(Location labeling rows)
━━━━━━━━

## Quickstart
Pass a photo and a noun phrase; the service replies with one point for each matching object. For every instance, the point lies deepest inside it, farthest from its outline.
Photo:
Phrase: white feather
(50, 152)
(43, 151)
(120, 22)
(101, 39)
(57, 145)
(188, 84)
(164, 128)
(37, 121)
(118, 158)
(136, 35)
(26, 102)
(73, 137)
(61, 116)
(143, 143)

━━━━━━━━

THE PROBLEM: Write out every line of the rows above again, including the request lines. Multiply each coordinate in the answers by 1.9 and round it to a whole number, rounding halves up.

PROBLEM SOLUTION:
## Quickstart
Pass a photo and a noun phrase; the service replies with one point for each matching object. For every instance, the point lies deepest inside it, farthest from its outline.
Photo:
Phrase: white feather
(95, 289)
(82, 287)
(228, 42)
(192, 74)
(108, 276)
(357, 160)
(312, 243)
(70, 230)
(224, 300)
(258, 67)
(49, 194)
(139, 260)
(116, 220)
(272, 272)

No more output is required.